■ **Record set**:
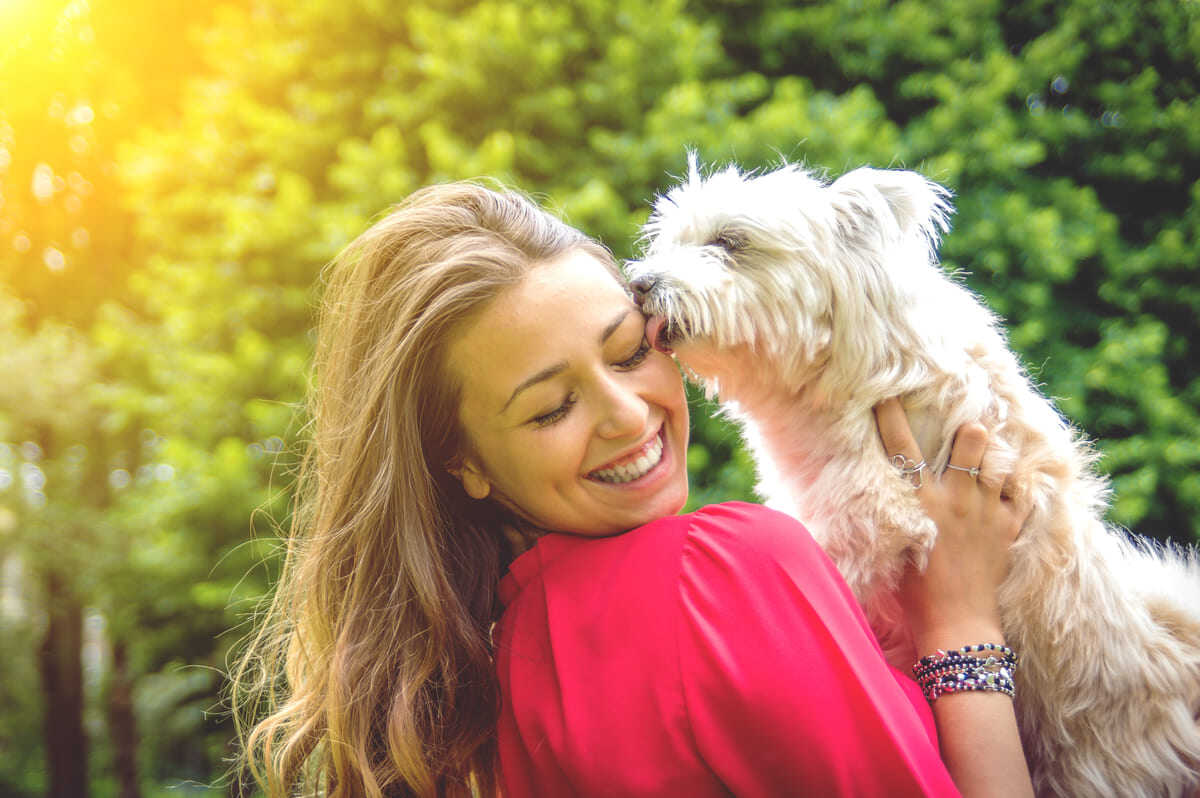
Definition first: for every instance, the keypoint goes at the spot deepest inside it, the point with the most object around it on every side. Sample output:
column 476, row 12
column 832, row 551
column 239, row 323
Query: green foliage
column 161, row 370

■ **Aim**: Leave out the pictures and print every line of the data exactly.

■ **Task result**:
Definition first: for every instance, the keypoint goes at the spot deepest inside it, the point with the most object around it on every side. Sample output:
column 476, row 12
column 832, row 551
column 239, row 323
Query: green foliage
column 161, row 370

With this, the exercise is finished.